How many lines in the records below contain the word "arched"? Reply with the number alone.
*** Opening INPUT ***
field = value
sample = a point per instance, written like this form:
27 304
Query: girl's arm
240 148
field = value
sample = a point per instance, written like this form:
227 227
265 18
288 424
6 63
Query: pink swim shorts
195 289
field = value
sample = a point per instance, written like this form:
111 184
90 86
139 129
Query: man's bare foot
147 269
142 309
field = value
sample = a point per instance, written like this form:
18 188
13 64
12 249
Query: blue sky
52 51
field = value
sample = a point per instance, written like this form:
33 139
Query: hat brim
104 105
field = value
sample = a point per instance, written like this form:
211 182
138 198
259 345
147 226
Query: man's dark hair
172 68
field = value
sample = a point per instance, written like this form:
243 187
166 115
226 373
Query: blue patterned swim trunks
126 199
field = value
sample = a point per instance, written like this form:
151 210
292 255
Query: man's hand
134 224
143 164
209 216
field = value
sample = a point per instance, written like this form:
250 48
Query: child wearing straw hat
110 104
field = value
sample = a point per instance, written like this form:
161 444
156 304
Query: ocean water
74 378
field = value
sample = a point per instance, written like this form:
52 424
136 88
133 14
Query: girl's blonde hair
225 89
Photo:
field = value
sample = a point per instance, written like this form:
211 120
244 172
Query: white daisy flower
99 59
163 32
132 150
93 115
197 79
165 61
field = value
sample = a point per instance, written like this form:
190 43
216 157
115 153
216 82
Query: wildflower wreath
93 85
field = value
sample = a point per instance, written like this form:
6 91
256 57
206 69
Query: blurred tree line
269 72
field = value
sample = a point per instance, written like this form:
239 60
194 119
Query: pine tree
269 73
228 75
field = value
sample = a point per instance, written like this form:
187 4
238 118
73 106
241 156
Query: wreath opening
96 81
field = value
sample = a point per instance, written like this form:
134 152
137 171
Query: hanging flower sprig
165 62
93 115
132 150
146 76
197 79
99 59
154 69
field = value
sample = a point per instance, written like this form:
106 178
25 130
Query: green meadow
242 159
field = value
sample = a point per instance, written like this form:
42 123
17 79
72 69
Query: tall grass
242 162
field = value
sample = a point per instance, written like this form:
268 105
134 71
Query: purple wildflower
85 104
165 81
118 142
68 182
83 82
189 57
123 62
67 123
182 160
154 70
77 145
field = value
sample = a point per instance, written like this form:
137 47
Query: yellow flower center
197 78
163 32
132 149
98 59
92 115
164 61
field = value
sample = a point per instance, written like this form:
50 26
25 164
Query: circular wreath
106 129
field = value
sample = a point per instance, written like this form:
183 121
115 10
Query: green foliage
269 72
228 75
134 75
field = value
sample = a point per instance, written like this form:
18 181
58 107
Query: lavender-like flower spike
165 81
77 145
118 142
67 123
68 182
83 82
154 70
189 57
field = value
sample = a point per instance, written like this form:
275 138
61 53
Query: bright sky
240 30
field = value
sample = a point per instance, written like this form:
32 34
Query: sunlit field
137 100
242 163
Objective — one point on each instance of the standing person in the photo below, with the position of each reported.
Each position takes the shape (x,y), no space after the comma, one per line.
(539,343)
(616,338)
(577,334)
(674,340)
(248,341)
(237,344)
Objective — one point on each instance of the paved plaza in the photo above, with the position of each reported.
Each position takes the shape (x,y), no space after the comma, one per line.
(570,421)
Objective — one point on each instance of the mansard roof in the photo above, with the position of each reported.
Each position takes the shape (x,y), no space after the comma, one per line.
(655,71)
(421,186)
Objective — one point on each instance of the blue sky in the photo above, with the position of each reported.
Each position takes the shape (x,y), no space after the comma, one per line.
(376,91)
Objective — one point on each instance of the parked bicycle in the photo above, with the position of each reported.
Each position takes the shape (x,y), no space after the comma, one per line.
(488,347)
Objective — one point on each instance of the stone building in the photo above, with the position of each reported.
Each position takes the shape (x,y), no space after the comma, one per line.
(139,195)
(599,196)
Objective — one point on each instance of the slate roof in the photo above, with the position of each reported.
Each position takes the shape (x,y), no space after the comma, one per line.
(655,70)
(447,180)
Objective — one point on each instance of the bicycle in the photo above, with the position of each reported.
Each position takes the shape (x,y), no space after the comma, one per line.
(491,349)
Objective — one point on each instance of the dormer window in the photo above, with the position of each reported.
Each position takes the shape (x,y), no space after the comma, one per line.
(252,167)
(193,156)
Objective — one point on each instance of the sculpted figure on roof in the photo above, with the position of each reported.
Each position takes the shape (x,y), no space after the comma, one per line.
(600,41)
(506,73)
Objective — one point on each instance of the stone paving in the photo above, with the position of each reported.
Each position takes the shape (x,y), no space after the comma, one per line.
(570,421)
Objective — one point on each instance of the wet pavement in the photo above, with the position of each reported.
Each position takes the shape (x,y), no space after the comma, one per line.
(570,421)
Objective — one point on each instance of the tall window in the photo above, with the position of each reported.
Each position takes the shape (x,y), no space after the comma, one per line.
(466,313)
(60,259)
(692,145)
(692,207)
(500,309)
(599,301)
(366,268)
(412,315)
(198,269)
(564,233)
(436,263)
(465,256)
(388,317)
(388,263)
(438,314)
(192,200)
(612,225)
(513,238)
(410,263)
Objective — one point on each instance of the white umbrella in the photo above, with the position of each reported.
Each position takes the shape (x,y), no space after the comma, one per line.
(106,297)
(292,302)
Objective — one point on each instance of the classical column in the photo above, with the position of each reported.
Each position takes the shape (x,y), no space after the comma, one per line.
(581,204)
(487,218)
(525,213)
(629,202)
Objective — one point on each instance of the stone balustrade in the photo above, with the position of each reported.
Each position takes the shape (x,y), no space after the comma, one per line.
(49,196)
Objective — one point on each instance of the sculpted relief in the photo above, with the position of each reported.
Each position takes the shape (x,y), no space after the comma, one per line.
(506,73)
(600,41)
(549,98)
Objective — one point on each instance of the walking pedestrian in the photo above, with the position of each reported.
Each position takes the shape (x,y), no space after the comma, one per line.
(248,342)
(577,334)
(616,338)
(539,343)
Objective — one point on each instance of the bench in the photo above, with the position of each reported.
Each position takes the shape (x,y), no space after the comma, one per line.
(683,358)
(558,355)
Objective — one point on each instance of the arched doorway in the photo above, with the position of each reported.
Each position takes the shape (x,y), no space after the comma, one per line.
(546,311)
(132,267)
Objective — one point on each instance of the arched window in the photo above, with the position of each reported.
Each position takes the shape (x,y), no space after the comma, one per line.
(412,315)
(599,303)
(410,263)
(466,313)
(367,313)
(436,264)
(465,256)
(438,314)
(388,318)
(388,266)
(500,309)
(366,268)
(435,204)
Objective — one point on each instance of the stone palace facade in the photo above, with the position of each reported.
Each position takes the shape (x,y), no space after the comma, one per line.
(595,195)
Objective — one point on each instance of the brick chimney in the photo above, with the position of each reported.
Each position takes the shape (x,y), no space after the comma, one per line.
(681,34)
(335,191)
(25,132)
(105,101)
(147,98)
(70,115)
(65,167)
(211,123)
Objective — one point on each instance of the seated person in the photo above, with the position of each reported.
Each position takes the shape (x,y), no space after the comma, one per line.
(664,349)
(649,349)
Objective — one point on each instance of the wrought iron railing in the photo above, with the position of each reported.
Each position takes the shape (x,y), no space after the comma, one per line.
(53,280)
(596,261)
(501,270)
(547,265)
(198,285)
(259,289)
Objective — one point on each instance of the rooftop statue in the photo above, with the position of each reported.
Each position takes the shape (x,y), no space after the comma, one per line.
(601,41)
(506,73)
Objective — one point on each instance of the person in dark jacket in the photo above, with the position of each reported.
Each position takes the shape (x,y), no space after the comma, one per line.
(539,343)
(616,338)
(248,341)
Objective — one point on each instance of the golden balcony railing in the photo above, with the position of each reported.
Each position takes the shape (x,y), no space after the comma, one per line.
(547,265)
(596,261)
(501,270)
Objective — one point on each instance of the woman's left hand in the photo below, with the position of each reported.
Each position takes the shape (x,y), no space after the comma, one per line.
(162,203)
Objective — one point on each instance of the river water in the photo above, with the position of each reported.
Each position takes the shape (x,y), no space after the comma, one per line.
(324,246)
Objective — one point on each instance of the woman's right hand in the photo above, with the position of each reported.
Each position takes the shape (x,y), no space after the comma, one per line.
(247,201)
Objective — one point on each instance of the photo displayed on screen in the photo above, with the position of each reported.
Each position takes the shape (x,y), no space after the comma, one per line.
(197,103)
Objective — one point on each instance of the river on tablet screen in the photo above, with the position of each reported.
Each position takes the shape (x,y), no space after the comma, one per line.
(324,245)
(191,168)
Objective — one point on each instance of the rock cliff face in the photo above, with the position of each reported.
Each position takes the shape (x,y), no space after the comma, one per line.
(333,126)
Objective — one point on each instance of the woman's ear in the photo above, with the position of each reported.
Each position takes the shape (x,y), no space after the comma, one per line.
*** Closing INPUT ***
* SOLUTION
2